# Exercise material

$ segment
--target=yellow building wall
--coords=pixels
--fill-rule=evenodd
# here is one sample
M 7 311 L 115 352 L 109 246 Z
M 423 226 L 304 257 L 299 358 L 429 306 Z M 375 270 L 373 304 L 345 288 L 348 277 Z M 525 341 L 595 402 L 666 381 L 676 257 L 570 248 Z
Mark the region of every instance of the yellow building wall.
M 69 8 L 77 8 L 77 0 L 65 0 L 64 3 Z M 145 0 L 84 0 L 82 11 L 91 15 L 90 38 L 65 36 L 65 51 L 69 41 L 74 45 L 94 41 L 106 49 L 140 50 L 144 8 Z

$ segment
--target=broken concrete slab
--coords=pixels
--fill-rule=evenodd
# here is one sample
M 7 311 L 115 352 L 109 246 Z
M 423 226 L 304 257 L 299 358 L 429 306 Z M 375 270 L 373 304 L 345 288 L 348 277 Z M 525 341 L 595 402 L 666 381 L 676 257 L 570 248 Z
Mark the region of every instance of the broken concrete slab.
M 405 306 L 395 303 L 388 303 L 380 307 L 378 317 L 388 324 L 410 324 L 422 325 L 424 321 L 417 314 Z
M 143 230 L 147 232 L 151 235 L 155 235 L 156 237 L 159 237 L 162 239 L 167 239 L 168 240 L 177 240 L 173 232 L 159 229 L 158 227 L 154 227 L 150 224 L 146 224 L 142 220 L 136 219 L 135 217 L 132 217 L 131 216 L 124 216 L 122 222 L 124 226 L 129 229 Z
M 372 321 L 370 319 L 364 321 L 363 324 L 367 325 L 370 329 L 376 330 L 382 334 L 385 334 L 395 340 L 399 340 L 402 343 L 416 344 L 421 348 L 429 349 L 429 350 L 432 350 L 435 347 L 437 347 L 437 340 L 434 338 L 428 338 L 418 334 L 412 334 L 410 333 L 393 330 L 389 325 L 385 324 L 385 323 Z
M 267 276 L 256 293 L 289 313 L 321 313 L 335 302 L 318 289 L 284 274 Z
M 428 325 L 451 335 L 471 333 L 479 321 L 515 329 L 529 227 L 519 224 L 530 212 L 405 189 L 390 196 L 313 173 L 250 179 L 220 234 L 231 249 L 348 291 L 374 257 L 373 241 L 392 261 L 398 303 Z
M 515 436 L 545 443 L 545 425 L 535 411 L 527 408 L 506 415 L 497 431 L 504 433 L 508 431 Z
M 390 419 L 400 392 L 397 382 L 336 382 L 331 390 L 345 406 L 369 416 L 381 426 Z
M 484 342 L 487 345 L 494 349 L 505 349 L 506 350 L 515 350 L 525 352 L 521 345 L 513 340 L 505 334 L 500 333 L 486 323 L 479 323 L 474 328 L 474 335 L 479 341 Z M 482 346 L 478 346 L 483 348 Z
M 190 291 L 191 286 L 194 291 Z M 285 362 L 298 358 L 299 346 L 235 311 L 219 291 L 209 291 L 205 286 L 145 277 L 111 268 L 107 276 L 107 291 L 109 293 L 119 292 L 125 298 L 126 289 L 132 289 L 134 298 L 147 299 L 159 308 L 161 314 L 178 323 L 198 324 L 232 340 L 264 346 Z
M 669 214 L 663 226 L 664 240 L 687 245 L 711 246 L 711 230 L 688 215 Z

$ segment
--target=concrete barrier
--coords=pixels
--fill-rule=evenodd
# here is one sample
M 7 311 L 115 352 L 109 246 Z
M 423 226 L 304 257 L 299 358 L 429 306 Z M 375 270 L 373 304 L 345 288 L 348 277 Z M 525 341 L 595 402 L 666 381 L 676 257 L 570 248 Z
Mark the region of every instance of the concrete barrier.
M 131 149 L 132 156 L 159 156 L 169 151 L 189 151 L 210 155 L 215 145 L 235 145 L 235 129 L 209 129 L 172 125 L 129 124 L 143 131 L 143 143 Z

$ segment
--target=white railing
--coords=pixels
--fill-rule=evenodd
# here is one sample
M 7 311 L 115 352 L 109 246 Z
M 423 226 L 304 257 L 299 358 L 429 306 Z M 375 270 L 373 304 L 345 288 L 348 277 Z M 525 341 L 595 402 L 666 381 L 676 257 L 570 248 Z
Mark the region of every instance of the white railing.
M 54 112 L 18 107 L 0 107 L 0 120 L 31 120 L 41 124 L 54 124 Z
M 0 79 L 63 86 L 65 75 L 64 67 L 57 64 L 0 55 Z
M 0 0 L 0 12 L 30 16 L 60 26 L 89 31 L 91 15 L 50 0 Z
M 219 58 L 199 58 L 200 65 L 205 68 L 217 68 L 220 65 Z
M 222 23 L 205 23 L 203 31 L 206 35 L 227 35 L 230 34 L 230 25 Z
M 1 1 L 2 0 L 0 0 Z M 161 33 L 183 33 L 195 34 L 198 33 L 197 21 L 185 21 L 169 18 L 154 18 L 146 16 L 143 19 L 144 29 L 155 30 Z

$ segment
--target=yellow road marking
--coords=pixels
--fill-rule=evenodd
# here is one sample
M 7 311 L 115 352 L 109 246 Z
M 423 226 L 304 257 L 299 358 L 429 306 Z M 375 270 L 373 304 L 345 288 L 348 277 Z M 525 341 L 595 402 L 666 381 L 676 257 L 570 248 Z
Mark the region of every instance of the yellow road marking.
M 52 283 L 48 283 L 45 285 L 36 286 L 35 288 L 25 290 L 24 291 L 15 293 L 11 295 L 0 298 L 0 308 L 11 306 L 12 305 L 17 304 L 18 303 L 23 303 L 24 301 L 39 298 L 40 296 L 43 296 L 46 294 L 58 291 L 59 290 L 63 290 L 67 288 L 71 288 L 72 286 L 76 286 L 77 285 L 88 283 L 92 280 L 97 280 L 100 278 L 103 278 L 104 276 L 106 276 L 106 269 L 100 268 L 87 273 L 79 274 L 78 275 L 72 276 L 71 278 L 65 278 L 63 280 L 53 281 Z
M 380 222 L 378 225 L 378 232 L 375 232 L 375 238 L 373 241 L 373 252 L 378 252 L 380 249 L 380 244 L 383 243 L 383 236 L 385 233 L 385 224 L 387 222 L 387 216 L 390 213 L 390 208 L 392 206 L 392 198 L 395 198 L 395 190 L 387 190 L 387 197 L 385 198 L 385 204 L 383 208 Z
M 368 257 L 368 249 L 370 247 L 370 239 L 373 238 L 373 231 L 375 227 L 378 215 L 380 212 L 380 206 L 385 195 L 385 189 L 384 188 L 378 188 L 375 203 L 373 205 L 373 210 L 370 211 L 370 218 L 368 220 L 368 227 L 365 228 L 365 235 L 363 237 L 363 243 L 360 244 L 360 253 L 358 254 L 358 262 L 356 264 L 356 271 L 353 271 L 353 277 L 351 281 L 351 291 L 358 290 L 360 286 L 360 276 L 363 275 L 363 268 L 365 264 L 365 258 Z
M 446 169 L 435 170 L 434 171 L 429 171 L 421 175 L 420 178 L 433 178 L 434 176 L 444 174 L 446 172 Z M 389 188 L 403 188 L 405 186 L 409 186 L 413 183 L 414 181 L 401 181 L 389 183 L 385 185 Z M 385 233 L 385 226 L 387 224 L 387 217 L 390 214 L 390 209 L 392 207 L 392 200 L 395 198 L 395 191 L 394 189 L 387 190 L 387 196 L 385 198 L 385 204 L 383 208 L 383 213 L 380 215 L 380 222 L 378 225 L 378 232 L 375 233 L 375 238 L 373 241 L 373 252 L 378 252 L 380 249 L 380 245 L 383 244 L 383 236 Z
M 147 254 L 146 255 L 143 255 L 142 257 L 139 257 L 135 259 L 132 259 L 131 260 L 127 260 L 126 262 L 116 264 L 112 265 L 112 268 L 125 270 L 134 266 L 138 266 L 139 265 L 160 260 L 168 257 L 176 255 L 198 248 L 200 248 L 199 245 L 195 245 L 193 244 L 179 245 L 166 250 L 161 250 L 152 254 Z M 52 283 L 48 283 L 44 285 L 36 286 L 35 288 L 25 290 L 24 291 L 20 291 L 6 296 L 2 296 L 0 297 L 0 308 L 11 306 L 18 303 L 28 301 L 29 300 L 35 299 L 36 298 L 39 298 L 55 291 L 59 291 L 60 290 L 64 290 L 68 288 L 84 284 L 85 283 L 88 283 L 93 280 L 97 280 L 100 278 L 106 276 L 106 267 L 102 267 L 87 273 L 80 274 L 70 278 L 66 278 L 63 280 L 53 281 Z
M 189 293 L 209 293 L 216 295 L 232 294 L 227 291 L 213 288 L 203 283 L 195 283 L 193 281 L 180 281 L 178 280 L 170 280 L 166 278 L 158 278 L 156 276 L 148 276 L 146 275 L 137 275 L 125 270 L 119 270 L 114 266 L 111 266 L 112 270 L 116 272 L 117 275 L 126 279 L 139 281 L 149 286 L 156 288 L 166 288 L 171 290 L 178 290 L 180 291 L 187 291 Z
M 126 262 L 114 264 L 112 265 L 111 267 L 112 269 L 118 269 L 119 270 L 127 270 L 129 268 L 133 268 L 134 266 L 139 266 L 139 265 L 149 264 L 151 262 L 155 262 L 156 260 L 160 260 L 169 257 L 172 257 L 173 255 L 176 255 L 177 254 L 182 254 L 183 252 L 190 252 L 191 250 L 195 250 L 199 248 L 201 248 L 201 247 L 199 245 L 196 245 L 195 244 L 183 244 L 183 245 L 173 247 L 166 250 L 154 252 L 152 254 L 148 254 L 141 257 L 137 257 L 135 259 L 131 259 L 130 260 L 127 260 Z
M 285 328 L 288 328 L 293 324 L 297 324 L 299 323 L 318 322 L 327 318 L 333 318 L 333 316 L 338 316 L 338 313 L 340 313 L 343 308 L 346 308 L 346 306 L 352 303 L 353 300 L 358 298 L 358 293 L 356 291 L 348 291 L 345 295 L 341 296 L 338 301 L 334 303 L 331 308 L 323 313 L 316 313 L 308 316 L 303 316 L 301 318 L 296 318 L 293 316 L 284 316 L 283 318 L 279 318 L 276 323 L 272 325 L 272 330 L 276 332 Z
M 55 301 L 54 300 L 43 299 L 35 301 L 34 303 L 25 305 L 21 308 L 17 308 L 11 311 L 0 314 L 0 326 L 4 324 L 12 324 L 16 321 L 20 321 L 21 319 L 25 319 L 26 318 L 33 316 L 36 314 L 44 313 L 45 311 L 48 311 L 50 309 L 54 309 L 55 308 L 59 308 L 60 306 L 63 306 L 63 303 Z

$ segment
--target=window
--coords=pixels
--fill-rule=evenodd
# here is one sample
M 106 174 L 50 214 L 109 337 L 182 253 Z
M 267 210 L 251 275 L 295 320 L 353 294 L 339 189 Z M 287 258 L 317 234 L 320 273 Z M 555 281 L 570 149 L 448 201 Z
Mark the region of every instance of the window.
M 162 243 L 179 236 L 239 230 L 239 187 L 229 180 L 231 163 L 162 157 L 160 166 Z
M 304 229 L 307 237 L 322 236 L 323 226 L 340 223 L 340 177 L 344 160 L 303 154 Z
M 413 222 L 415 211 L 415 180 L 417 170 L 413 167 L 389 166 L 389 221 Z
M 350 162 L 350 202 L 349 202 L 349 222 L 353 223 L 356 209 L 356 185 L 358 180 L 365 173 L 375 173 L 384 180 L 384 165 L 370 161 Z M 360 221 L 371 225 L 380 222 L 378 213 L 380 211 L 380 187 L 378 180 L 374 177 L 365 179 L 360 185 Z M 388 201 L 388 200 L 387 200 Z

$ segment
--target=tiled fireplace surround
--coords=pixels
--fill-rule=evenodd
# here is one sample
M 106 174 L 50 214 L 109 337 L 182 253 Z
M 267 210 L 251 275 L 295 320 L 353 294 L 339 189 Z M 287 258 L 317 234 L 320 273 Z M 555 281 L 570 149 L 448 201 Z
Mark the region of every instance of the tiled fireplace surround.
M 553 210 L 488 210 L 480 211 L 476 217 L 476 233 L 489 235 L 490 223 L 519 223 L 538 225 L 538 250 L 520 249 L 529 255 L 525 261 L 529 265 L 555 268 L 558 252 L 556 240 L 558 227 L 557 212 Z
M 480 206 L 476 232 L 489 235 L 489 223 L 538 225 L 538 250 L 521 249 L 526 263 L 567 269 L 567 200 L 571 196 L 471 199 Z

# Stated goal
Rewrite everything from the start of the rows down to and including the line containing "M 69 8 L 77" as a numbered list, leaving out blank lines.

# In response
1. $ segment
2. --target=yellow building wall
3. --coords=pixels
4. --fill-rule=evenodd
5. # here is one sample
6. M 7 311 L 115 352 L 109 246 Z
7. M 423 226 L 304 257 L 299 358 L 429 306 Z M 375 270 L 373 304 L 345 288 L 348 277 Z M 525 341 L 595 402 L 666 381 L 676 257 L 570 248 Z
8. Mark the region of every instance of the yellow building wall.
9. M 69 8 L 77 8 L 77 0 L 65 0 L 64 3 Z M 145 0 L 84 0 L 82 11 L 91 15 L 90 38 L 65 36 L 65 51 L 69 41 L 74 45 L 94 41 L 106 49 L 140 50 L 144 8 Z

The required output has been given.